┌──

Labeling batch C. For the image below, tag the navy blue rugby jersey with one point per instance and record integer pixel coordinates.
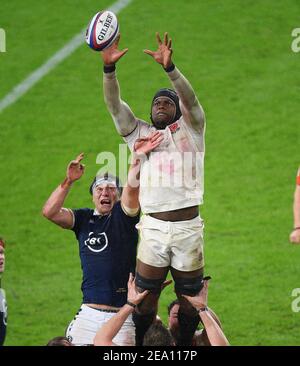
(107, 249)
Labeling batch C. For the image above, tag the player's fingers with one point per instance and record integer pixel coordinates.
(166, 38)
(79, 158)
(148, 52)
(156, 143)
(122, 53)
(117, 39)
(158, 38)
(155, 136)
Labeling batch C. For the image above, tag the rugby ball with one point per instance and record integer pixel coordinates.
(102, 30)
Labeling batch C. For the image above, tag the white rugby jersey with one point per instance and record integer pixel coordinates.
(172, 178)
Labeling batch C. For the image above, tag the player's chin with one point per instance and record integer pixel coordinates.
(105, 208)
(161, 124)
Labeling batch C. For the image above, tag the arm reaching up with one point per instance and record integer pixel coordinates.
(190, 107)
(53, 209)
(121, 113)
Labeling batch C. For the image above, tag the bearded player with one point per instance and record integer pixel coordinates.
(171, 229)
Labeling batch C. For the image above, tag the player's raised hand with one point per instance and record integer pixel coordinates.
(144, 145)
(112, 54)
(133, 295)
(164, 52)
(75, 169)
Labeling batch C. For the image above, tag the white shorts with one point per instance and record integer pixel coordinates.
(177, 244)
(83, 328)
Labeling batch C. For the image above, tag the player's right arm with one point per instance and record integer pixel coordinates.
(122, 115)
(53, 209)
(295, 234)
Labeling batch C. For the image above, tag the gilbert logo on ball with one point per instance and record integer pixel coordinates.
(102, 30)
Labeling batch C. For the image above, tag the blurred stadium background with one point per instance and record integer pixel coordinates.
(237, 55)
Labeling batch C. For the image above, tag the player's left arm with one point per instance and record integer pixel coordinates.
(130, 196)
(295, 234)
(190, 107)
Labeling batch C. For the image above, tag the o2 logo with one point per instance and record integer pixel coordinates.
(96, 242)
(296, 302)
(295, 46)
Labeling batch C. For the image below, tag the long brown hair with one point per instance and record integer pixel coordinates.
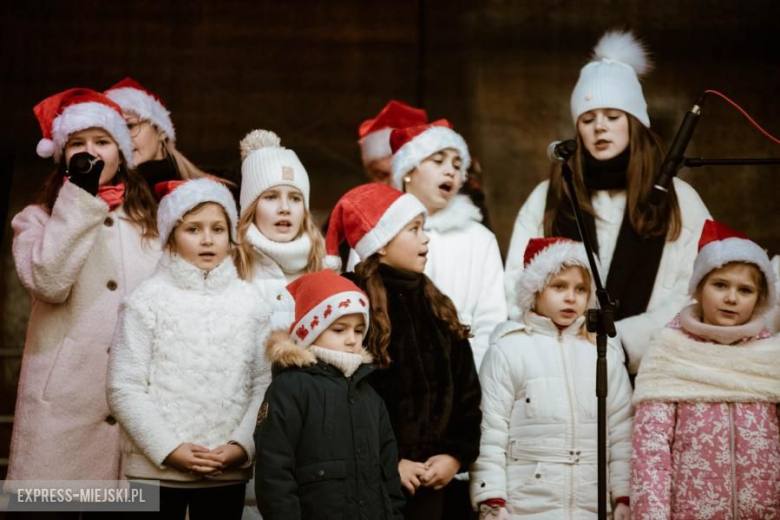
(647, 152)
(378, 338)
(242, 253)
(139, 204)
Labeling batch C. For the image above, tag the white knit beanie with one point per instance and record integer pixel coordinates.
(265, 164)
(611, 79)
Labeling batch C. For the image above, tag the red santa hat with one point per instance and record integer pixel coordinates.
(78, 109)
(374, 134)
(720, 245)
(543, 259)
(321, 298)
(177, 198)
(132, 97)
(368, 218)
(412, 145)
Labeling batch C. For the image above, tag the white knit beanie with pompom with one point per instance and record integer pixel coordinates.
(265, 164)
(611, 79)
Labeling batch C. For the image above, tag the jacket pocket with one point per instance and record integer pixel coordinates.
(64, 384)
(545, 399)
(328, 417)
(322, 489)
(535, 488)
(387, 504)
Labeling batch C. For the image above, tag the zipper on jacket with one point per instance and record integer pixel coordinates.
(733, 445)
(570, 467)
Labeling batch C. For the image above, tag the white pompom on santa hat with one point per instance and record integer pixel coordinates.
(132, 97)
(321, 298)
(374, 134)
(543, 259)
(368, 218)
(412, 145)
(76, 109)
(177, 198)
(720, 245)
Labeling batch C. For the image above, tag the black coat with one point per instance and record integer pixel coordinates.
(431, 388)
(325, 448)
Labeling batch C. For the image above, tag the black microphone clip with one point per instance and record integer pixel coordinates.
(561, 151)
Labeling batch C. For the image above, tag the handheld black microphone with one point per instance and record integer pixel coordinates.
(560, 151)
(674, 158)
(84, 163)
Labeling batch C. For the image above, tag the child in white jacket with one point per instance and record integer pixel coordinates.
(186, 371)
(430, 161)
(538, 454)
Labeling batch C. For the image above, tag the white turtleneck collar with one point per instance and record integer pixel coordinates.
(346, 362)
(455, 215)
(291, 256)
(192, 278)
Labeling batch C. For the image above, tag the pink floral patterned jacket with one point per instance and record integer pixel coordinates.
(706, 441)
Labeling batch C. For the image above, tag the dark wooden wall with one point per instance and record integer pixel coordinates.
(501, 70)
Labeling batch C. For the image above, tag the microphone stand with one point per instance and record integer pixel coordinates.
(602, 322)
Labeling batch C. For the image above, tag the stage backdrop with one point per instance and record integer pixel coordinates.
(502, 71)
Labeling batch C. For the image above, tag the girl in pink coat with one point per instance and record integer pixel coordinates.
(706, 437)
(88, 241)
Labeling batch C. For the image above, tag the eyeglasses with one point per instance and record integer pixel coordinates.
(134, 127)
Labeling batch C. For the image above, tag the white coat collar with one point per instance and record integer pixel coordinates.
(455, 215)
(189, 277)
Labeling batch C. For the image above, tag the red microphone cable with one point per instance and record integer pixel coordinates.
(744, 113)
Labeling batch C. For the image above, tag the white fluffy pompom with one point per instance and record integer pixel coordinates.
(257, 139)
(622, 46)
(45, 148)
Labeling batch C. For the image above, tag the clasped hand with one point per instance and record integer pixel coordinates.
(193, 458)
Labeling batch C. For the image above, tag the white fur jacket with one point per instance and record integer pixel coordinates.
(187, 365)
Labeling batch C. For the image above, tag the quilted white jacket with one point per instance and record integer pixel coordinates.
(539, 431)
(465, 264)
(670, 292)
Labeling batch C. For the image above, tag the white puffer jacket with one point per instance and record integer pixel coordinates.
(277, 264)
(539, 426)
(670, 291)
(188, 365)
(465, 264)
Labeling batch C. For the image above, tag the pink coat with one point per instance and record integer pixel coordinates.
(705, 461)
(78, 263)
(712, 452)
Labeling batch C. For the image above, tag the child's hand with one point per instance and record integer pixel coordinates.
(410, 472)
(227, 455)
(489, 513)
(441, 469)
(186, 458)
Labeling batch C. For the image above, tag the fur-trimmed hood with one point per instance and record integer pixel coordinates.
(281, 350)
(455, 215)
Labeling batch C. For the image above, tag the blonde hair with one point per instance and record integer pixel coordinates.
(242, 253)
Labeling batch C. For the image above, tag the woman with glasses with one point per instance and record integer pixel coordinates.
(153, 135)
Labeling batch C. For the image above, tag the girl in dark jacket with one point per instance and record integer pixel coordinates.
(427, 379)
(325, 447)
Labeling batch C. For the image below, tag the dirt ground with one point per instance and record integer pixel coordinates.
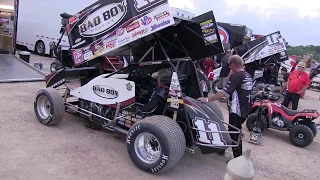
(70, 150)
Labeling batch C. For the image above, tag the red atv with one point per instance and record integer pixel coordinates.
(267, 112)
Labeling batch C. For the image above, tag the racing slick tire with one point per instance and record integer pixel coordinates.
(250, 122)
(155, 144)
(49, 106)
(215, 85)
(301, 135)
(216, 109)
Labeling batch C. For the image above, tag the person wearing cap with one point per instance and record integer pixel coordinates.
(285, 74)
(298, 82)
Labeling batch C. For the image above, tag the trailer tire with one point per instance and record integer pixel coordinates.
(49, 106)
(164, 136)
(40, 48)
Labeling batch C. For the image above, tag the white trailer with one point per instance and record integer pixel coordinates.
(39, 22)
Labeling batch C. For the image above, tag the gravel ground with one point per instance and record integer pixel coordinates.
(70, 150)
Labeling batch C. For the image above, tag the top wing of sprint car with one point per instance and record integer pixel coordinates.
(120, 27)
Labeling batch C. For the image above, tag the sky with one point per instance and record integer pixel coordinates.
(297, 20)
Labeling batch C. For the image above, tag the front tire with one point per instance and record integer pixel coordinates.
(49, 106)
(155, 144)
(301, 135)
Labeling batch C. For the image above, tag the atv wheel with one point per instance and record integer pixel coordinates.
(313, 128)
(216, 109)
(155, 144)
(252, 119)
(49, 106)
(301, 135)
(215, 85)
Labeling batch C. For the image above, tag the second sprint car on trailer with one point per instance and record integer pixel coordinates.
(156, 139)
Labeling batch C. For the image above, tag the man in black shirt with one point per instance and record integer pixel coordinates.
(238, 90)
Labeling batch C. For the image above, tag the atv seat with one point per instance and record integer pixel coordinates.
(66, 15)
(291, 112)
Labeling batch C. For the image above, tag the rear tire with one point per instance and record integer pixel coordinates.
(301, 135)
(161, 135)
(313, 128)
(49, 106)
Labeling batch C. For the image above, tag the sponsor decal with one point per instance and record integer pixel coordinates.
(162, 15)
(86, 49)
(73, 19)
(156, 26)
(109, 39)
(211, 38)
(123, 40)
(224, 35)
(133, 26)
(206, 22)
(78, 56)
(207, 26)
(76, 45)
(103, 19)
(98, 48)
(88, 55)
(105, 91)
(207, 31)
(120, 32)
(137, 33)
(146, 20)
(111, 44)
(141, 5)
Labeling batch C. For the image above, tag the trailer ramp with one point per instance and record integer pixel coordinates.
(14, 69)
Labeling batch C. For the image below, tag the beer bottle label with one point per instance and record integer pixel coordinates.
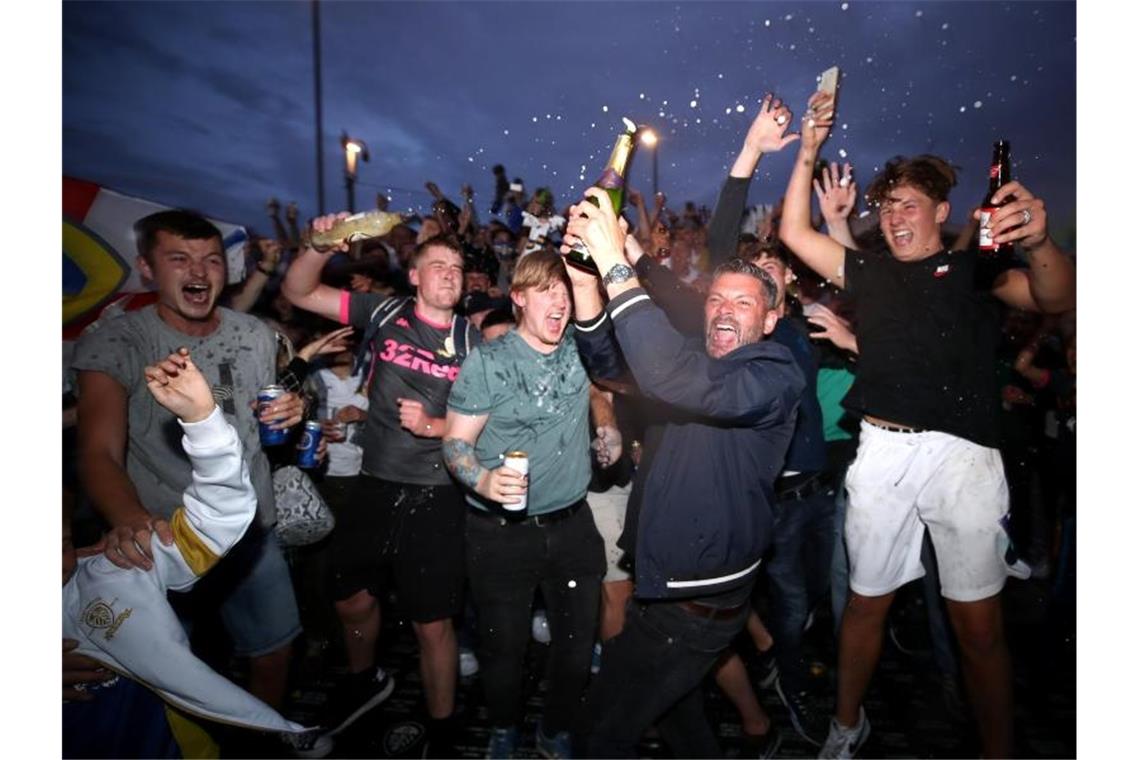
(985, 235)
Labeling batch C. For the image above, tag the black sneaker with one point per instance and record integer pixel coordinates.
(768, 670)
(805, 719)
(357, 695)
(762, 746)
(312, 743)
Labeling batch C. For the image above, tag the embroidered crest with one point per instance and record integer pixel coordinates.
(448, 349)
(102, 615)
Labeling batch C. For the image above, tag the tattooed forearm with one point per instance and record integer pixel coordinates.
(459, 458)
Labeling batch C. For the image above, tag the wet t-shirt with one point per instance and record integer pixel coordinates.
(237, 359)
(927, 335)
(538, 403)
(412, 358)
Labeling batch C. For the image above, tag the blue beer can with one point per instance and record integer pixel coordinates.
(307, 449)
(270, 436)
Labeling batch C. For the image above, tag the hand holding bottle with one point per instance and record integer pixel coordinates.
(817, 121)
(596, 226)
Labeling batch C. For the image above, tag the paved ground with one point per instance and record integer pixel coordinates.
(905, 704)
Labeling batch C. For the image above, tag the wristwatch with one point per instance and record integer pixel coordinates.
(618, 274)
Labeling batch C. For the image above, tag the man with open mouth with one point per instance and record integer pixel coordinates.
(528, 392)
(927, 331)
(131, 463)
(700, 514)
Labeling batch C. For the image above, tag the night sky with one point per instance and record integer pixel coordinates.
(211, 105)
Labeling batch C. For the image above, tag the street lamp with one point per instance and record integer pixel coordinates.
(649, 138)
(353, 149)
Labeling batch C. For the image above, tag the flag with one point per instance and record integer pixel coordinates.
(99, 252)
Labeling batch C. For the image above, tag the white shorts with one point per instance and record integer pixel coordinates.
(904, 483)
(609, 511)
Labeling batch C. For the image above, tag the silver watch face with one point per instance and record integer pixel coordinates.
(618, 274)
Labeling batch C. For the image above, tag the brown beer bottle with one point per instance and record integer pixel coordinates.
(613, 181)
(999, 176)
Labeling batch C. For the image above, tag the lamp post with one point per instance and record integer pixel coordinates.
(353, 149)
(649, 138)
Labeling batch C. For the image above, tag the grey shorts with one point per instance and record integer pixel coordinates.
(609, 512)
(252, 589)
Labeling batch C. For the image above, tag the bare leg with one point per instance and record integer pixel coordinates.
(759, 632)
(360, 618)
(269, 676)
(615, 595)
(860, 646)
(986, 671)
(732, 678)
(439, 658)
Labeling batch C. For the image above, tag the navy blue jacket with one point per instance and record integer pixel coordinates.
(685, 309)
(703, 517)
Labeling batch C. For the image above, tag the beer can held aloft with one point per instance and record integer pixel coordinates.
(357, 227)
(266, 397)
(307, 449)
(519, 463)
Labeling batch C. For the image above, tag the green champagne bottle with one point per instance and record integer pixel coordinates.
(613, 181)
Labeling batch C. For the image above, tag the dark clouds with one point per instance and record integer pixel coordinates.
(184, 94)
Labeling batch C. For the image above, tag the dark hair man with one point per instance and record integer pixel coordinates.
(702, 516)
(406, 513)
(131, 464)
(927, 332)
(527, 391)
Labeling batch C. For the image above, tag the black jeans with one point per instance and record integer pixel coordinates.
(506, 562)
(653, 669)
(801, 547)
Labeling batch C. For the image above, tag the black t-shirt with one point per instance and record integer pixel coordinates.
(412, 359)
(928, 333)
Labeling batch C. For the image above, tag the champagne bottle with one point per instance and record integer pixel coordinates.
(357, 227)
(999, 176)
(613, 181)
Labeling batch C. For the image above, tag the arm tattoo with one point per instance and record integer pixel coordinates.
(459, 458)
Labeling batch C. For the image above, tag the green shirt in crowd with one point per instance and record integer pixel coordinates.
(536, 402)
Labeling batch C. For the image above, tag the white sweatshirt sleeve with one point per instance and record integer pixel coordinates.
(218, 505)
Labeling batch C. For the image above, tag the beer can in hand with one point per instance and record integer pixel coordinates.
(519, 463)
(307, 449)
(270, 436)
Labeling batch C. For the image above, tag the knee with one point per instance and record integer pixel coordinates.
(357, 609)
(273, 661)
(979, 638)
(434, 634)
(866, 610)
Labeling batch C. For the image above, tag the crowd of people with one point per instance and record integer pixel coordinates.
(831, 406)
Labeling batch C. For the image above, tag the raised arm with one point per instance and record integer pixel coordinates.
(220, 503)
(1050, 283)
(837, 201)
(823, 254)
(102, 435)
(766, 135)
(302, 282)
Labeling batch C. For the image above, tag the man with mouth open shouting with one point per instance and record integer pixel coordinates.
(527, 391)
(701, 509)
(927, 331)
(131, 462)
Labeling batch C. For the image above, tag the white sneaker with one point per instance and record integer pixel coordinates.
(539, 628)
(846, 742)
(469, 663)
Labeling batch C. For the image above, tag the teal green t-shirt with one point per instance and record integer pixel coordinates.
(831, 385)
(538, 403)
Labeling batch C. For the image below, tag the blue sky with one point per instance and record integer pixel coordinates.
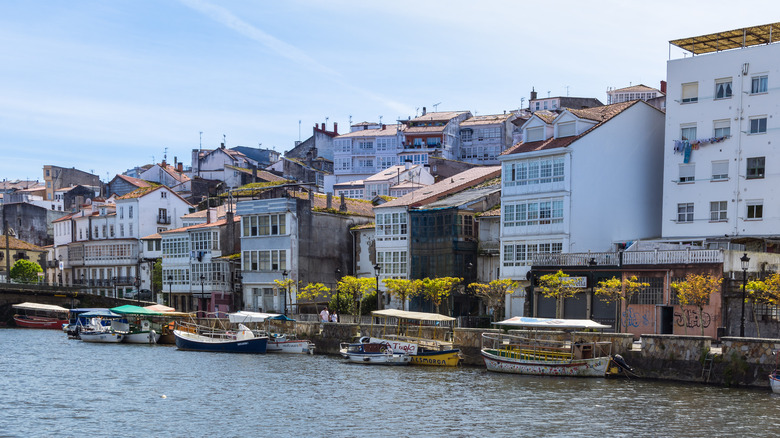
(104, 86)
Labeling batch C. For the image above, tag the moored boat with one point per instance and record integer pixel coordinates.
(373, 354)
(198, 338)
(536, 355)
(425, 337)
(45, 316)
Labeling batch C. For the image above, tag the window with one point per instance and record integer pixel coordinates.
(535, 134)
(718, 211)
(685, 213)
(687, 172)
(723, 88)
(721, 128)
(755, 209)
(688, 132)
(690, 92)
(759, 84)
(755, 167)
(758, 125)
(720, 170)
(566, 129)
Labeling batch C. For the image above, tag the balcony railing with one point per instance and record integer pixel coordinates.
(658, 257)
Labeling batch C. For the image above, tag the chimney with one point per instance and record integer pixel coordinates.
(343, 205)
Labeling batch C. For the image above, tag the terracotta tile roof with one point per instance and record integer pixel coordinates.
(389, 131)
(600, 114)
(461, 181)
(136, 181)
(486, 119)
(14, 243)
(357, 207)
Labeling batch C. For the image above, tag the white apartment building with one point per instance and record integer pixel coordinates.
(720, 158)
(483, 138)
(585, 180)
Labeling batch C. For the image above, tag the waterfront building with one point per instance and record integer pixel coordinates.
(583, 180)
(296, 235)
(393, 238)
(720, 184)
(483, 138)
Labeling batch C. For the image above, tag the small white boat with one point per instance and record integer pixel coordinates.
(373, 354)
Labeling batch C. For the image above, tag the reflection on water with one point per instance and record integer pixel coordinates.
(53, 386)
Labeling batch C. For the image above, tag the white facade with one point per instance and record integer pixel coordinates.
(583, 192)
(720, 156)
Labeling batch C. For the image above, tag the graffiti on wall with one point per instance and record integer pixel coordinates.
(632, 318)
(690, 318)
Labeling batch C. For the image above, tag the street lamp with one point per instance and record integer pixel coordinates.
(338, 277)
(170, 290)
(284, 294)
(745, 261)
(378, 268)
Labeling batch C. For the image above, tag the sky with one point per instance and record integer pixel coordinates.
(105, 86)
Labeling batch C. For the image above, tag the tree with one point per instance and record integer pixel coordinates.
(764, 292)
(355, 290)
(402, 289)
(613, 289)
(494, 294)
(25, 271)
(558, 286)
(311, 292)
(696, 291)
(437, 289)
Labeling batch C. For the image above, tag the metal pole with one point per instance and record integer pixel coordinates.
(742, 321)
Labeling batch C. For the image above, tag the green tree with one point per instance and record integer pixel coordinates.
(436, 290)
(494, 294)
(613, 289)
(402, 289)
(696, 291)
(558, 286)
(25, 271)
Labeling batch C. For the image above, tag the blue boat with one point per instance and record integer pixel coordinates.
(198, 338)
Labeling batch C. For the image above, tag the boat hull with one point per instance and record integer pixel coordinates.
(446, 358)
(596, 367)
(193, 342)
(39, 322)
(101, 337)
(150, 337)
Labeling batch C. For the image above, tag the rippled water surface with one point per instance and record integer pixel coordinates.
(52, 386)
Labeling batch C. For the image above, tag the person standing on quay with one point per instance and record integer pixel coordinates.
(324, 315)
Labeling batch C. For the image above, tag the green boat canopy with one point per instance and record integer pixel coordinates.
(129, 309)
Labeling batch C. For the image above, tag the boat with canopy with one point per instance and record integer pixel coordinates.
(536, 354)
(36, 315)
(425, 337)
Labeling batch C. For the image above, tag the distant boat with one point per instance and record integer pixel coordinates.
(277, 342)
(198, 338)
(35, 315)
(536, 355)
(368, 353)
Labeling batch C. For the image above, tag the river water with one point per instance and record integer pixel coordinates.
(52, 386)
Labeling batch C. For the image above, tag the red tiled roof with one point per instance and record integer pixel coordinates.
(461, 181)
(600, 114)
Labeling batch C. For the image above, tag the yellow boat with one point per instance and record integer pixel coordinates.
(425, 346)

└──

• [Problem] Include in the answer nothing but an exact repetition of the lines from the one with "Labeling batch C. For the image above, tag the metal" through the end of the material.

• [Task response]
Labeling batch C. For the image above, tag the metal pole with one point per instance and record integer pixel coordinates.
(742, 321)
Labeling batch C. For the image above, tag the green tree with one point per instance and record integer pixel coordinates.
(436, 290)
(494, 294)
(613, 289)
(402, 289)
(696, 291)
(558, 286)
(25, 271)
Labeling batch C. For the image above, tag the blue boat with one point per instance and record integer pixel coordinates.
(198, 338)
Labeling batch C. For the image above, tag the boat hull with one point per instance and record integer pixel coordinates.
(446, 358)
(596, 367)
(193, 342)
(39, 322)
(101, 337)
(150, 337)
Labeling batch C. For the image above, tag the rippled water surface with one point per instance and record integer pixel coordinates.
(52, 386)
Labeling batch C. For the image above, tag the person standing on quay with one point per instance and record integer pixel coordinates.
(324, 315)
Labeling batch C. For the image above, tag the green boat canopy with one point per instance and record integer pixel coordinates.
(129, 309)
Labeling batch C. For the image above, tag the boat with canopy with one point per instance and record integer pixel coordinates.
(536, 354)
(36, 315)
(425, 337)
Labeling batch C. For the image above, tag the distant boat with one point per instance and record integer pixel coordinates.
(277, 342)
(198, 338)
(35, 315)
(536, 355)
(368, 353)
Labeling batch C. For the image above, tag the river water with one point per instance and record integer pixel coordinates.
(52, 386)
Labeling batch C. For the image above, tag the red tiled roof with one point per instance and record integer pixel coordinates.
(461, 181)
(600, 114)
Labeling batch C. For the image above, tag the yellow boat with one point per instance and record integer pixel coordinates.
(425, 346)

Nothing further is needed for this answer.